- [Detalles del problema]: Prosiga el texto sobre el asesinato del senador Kennedy a partir de su última oración.

- [Sección del documento]:
Cuando el triunfante senador por New York trepó al estado, la multitud rugió su nombre. Kennedy hizo el gesto característico, que también era propiedad de su hermano, de quitarse el pelo de la frente y empezó a leer una lista de personas a las que agradecía su apoyo. En la lista figuraba también su perro “Freckles”. Después dio un breve discurso en el que volvió a llamar a la unidad, a terminar con las divisiones entre negros y blancos, pobres y ricos, viejos y jóvenes y aún entre aquellos a quienes dividía la guerra en Vietnam. “Somos una gran nación, altruista y compasiva. Quiero hacer de eso la base de mi carrera hacia la Casa Blanca. Y ahora, ¡vamos a Chicago a ganar también!”.

Cómo fue el crimen

Entre quienes conducían al candidato victorioso hubo un momento de indecisión: ¿por dónde salir en medio de esa multitud? El más fiel de los guardaespaldas de Kennedy, Bill Barry, empezó a moverse en dirección a la cocina, por donde el grupo había llegado. Pero Bobby y Ethel quedaron encajonados por un grupo de chicos y chicas muy jóvenes que gritaban “Queremos a Bobby”. Kennedy emergió de ese grupo, sonriente y decidido: atrás quedaron Ethel y Barry. Ya en la cocina, otro de los custodios, Thane Eugene Cesar, tomó a Kennedy del codo para guiarlo. En ese momento, Sirhan Bishara Sirhan disparó su pistola. Los testigos lo ubicaron casi enfrente de Kennedy y algo en diagonal. Sus balazos hirieron a Kennedy y a otras cinco personas. Los testimonios afirmaron que el caño de la pistola de Sirhan nunca estuvo a menos de sesenta centímetros, dos pies, de Kennedy. Según el informe del legendario forense de Los Angeles, Thomas Noguchi, el disparo fatal contra Kennedy fue hecho a menos de tres centímetros de su cabeza y por detrás. La manera en la que fue asesinado Kennedy nunca fue establecida con firmeza.

- [Información mostrada]:

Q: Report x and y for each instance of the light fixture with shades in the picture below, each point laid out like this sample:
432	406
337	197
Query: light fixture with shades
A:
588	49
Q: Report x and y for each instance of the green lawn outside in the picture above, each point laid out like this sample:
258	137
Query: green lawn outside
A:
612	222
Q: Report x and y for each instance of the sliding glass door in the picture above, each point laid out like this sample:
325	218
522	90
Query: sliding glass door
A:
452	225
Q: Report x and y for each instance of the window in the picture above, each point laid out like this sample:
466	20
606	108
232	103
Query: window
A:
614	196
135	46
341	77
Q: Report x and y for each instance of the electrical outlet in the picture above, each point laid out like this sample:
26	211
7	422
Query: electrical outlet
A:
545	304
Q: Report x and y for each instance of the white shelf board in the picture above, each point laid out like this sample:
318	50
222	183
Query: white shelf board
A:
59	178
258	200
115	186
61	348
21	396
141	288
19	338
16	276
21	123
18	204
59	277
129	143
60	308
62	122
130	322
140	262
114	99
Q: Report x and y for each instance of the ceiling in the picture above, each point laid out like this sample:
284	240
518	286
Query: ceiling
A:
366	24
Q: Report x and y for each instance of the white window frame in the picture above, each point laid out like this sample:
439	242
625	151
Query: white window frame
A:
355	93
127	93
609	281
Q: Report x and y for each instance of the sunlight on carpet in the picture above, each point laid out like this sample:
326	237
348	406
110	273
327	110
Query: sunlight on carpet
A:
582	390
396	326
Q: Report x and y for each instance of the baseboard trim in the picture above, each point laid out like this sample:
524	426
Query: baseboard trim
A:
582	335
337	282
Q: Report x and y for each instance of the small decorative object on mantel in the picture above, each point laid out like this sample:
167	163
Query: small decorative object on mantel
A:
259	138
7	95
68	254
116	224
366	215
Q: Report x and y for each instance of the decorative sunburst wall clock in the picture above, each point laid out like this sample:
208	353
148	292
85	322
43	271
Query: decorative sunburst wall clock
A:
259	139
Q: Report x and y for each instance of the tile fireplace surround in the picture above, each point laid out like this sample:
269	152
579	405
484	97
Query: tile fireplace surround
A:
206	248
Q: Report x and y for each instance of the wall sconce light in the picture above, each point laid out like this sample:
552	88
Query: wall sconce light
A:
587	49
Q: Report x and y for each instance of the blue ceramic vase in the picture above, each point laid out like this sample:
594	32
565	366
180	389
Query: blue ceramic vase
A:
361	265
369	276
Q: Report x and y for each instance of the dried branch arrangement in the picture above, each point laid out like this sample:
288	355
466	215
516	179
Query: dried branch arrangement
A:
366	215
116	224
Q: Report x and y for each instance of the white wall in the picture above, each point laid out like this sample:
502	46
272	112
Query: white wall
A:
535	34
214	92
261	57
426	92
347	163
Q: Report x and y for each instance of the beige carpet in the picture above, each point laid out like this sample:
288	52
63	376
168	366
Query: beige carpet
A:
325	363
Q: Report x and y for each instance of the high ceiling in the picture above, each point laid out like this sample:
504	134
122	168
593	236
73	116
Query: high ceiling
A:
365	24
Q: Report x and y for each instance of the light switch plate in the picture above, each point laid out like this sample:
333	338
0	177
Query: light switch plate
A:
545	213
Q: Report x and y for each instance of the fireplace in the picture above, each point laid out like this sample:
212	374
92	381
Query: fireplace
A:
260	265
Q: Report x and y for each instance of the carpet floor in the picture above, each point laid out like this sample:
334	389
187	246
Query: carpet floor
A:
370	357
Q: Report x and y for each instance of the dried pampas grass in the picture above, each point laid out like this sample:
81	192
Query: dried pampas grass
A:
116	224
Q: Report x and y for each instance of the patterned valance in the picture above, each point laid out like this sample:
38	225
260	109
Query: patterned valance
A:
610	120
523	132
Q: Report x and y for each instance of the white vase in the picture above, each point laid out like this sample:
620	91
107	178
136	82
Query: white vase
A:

---

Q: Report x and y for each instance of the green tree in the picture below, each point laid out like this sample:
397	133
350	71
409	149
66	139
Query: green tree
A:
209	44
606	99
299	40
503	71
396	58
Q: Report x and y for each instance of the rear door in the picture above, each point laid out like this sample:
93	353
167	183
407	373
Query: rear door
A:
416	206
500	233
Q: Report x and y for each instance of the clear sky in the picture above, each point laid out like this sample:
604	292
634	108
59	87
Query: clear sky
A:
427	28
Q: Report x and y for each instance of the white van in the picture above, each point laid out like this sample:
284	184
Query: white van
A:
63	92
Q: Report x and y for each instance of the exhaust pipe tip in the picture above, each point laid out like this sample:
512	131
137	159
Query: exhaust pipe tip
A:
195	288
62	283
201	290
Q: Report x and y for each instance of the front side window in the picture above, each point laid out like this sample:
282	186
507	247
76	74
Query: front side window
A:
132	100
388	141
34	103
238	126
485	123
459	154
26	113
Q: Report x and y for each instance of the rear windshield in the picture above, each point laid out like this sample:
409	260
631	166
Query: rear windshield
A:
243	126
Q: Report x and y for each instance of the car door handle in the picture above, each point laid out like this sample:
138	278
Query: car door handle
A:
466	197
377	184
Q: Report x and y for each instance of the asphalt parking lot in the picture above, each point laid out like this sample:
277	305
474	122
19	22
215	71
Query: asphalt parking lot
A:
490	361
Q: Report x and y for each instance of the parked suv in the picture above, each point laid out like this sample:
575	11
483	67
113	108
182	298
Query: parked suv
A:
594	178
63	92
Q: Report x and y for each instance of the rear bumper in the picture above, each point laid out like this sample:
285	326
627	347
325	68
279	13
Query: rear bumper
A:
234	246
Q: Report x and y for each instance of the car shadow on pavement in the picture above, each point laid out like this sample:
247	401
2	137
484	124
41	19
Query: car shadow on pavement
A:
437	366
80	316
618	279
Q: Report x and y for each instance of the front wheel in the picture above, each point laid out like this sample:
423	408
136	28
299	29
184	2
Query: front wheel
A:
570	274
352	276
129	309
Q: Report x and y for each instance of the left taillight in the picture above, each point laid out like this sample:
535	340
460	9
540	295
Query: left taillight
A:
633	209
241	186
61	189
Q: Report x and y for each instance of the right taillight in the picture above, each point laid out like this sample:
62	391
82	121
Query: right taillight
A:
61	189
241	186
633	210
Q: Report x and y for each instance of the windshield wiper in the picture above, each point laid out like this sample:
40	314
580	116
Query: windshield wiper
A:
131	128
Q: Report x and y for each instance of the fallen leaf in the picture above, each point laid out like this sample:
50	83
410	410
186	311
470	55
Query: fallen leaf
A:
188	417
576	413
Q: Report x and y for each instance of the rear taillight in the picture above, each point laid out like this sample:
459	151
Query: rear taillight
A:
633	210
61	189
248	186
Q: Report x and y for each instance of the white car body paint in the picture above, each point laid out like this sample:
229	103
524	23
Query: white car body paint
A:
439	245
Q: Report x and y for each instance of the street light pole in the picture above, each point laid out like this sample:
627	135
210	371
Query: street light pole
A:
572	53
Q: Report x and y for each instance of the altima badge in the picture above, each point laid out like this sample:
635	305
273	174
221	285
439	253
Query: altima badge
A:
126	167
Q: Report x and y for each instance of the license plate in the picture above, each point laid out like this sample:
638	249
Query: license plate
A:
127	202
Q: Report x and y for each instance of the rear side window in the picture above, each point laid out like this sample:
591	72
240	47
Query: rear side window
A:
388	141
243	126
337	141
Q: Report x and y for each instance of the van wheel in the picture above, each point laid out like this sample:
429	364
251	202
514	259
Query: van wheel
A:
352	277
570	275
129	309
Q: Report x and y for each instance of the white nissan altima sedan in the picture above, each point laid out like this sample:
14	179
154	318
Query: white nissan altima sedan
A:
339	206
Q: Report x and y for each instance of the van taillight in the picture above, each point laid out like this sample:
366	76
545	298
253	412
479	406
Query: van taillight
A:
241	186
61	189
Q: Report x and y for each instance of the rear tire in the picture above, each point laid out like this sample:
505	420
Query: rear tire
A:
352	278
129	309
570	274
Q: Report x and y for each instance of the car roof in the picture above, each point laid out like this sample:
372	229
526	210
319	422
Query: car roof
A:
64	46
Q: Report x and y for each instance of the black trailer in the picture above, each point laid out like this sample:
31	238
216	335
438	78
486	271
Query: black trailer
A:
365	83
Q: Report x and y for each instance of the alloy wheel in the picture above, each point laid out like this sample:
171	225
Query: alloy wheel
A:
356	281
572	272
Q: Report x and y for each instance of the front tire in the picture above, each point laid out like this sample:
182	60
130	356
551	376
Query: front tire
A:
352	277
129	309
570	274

- [Resultado del ejercicio]:
Kennedy cayó de espaldas, los brazos extendidos en cruz. Quienes estaban a su alrededor buscaron refugio y el chico Romero fue el primero en socorrerlo. “Vi que al entrar de nuevo en la cocina Bobby saludaba a todas las manos que tenía enfrente. Me propuse felicitarlo y saber si me recordaba. Estiré mi mano derecha lo más que pude y, cuando llegó a mí, estrechó mi mano, dio un paso y, cuando soltaba mi mano, escuché los disparos. Me arrodillé junto a él y puse mi mano entre el concreto y su cabeza para que estuviera cómodo. Vi que sus labios se movían, así que me acerqué y le escuché decir: ‘¿Está todo el mundo bien?’ Le dije: ‘Todo el mundo bien’. El dijo ‘Todo va a ir bien’ Y sentí su sangre correr entre mis dedos. Así me di cuenta de que estaba herido, y grave. Yo tenía en el bolsillo de mi camisa un rosario que me había regalado mi mamá. Y pensé que él iba a necesitarlo más que yo. De modo que lo até alrededor de su mano derecha”.

Todo fue registrado por las cámaras y la sangre fría de dos fotógrafos, Boris Yaro, de “Los Angeles Times” y Bill Eppridge, de Life. Segundos después, Romero fue apartado por una desesperada Ethel Kennedy y por los primeros médicos que fueron pedidos de urgencia ante el mismo micrófono desde el que Kennedy había anunciado su victoria en California. Ethel Kennedy le vio mover los labios y acercó su oído a su esposo moribundo. Le oyó decir: “¡Jack! ¡Jack!”

Robert Kennedy fue llevado inconsciente al Hospital Buen Samaritano. Murió veintiséis horas más tarde, el 6 de junio, a los 42 años.

El escenario del drama, el Hotel Ambassador, fue demolido entre 2004 y 2006. Ahora funciona allí el complejo escolar Robert F. Kennedy Community Schools.